··· READING TEXT ···

Trusting in God’s Ways

Trust in the LORD with all thine heart; and lean not unto thine own understanding. -Proverbs 3:5

The simple walk of faith, trusting and leaning alone upon the Invisible, how difficult it is to bring ourselves to it! We would have some favourite child to lean upon, or husband, or wife, or friend. Our abilities, or something or other that we can see and handle, shall be the golden calf which we set up and say, “These be thy gods, O Israel!” Here is a great difficulty, then, to wean us from crutches, which are promoters of spiritual lameness.

··· RECORDED DATA ···

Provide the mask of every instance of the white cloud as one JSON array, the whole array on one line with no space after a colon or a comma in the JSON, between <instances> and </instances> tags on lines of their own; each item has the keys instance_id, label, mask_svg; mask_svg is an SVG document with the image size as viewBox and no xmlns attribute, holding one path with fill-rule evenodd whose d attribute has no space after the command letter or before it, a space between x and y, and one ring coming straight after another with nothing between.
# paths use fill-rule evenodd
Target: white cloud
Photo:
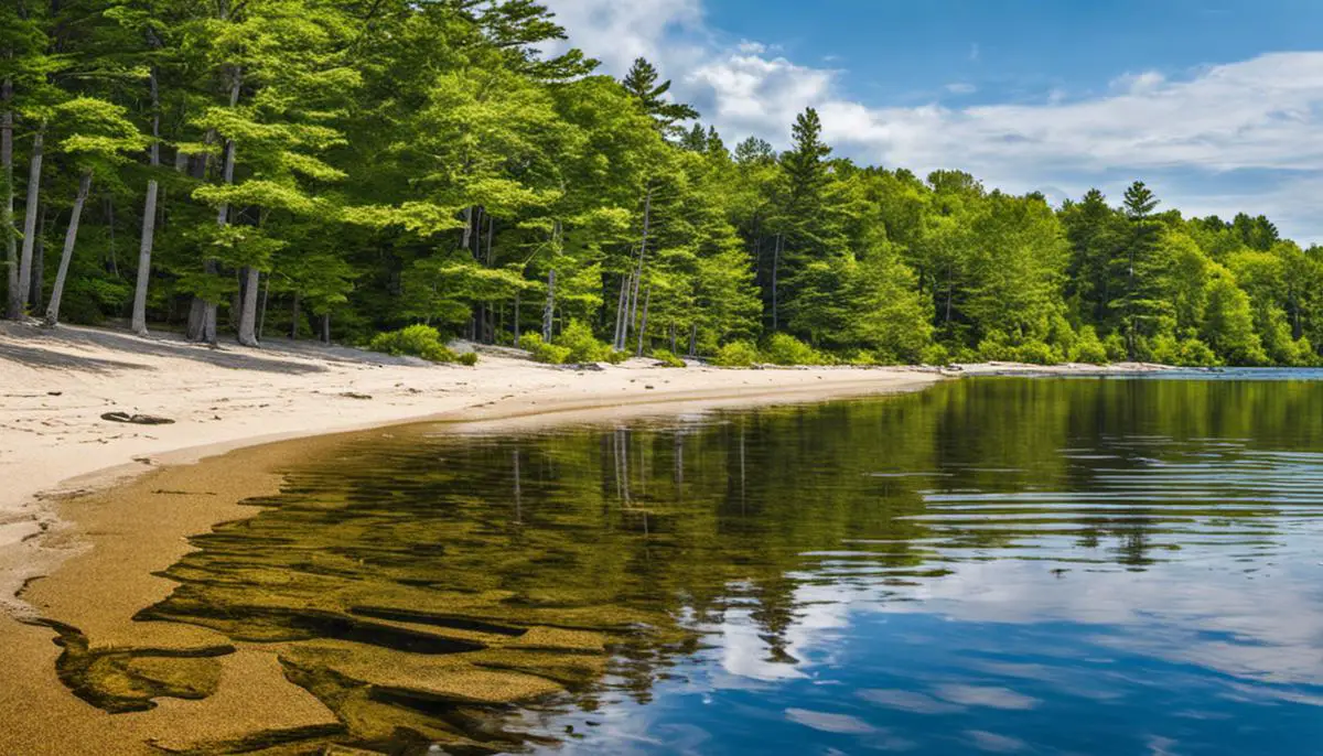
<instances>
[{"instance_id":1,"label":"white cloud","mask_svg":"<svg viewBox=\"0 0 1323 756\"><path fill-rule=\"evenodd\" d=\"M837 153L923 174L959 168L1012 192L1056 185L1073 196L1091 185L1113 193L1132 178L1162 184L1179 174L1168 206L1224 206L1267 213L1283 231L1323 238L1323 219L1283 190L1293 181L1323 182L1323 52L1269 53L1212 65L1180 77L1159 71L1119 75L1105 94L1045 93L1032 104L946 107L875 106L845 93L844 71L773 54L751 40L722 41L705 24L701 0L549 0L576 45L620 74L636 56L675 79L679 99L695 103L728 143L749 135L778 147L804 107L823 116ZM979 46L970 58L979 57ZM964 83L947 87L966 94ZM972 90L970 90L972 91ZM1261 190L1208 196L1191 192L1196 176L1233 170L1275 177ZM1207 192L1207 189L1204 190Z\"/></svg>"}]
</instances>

···

TASK BRIEF — Reproduce the passage on trusting in God's ways word for word, from its title through its final sentence.

EXERCISE ANSWER —
Trusting in God’s Ways

Trust in the LORD with all thine heart; and lean not unto thine own understanding. -Proverbs 3:5

The simple walk of faith, trusting and leaning alone upon the Invisible, how difficult it is to bring ourselves to it! We would have some favourite child to lean upon, or husband, or wife, or friend. Our abilities, or something or other that we can see and handle, shall be the golden calf which we set up and say, “These be thy gods, O Israel!” Here is a great difficulty, then, to wean us from crutches, which are promoters of spiritual lameness.